* [SUPPLIED TEXT]

Finding the source of a dns rebind attack via dns.msftncsi.com?

I didn't explain my hybrid setup overly clearly :slight_smile:

pihole runs on .135 and my main resolver (which talks to piHole) runs on .136 - and listens to 53, DoT and DoH - it also listens on 9001 and passes anything there over a DNSCrypt proxy to OpenDNS. PiHole is set to only use that for resolving (as said, front end listener -> piHole -> OpenDNS)
It's set that way so that piHole uses it, and if piHole fails (or I stop/restart it for any reason) my front end just gracefully fails and uses OpenDNS instead.

The grep only returns:

root@piholedns:/# grep -n dns.msftncsi.com /var/log/pihole.log*

/var/log/pihole.log:52:Feb 11 05:42:39 dnsmasq[416]: possible DNS-rebind attack detected: dns.msftncsi.com
/var/log/pihole.log:53:Feb 11 05:42:39 dnsmasq[416]: possible DNS-rebind attack detected: dns.msftncsi.com
/var/log/pihole.log.1:219:Feb 10 22:28:19 dnsmasq[416]: possible DNS-rebind attack detected: dns.msftncsi.com

The two new lines from today have also shown in the GUI.

The only other lines around the 22:28 are DHCP Requests, ACKS and OFFERs for other devices on LAN.

The curious thing is that (as typing) I've just done nslookup/ping from the original machine and this desktop, and both get the same IP BUT I now have new rebind errors in the log, and only on that host.

* [TASK DIRECTIONS]
In the DNS rebind post, list everything the main resolver on .136 is said to listen on. The material after the DNS rebind post isn't needed for anything here.

* [SUPPLIED DATA]
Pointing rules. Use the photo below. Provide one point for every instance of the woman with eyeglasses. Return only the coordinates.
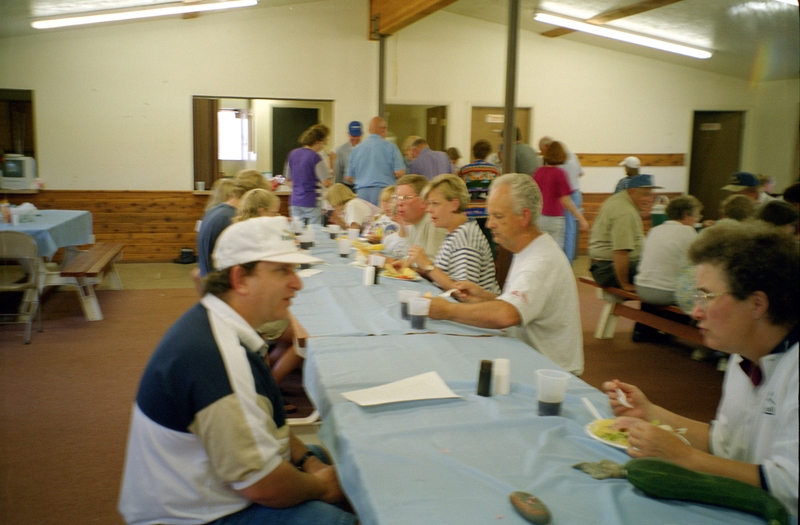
(465, 254)
(746, 306)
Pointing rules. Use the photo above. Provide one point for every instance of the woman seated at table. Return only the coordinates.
(465, 254)
(258, 203)
(348, 210)
(665, 251)
(746, 305)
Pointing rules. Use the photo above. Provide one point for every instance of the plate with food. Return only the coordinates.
(406, 274)
(603, 430)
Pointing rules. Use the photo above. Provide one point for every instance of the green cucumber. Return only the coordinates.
(662, 479)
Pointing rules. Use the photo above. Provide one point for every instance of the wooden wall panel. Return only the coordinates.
(155, 225)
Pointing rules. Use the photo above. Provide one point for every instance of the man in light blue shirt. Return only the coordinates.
(375, 163)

* [SOLUTION TO THIS TASK]
- 53
- DoT
- DoH
- 9001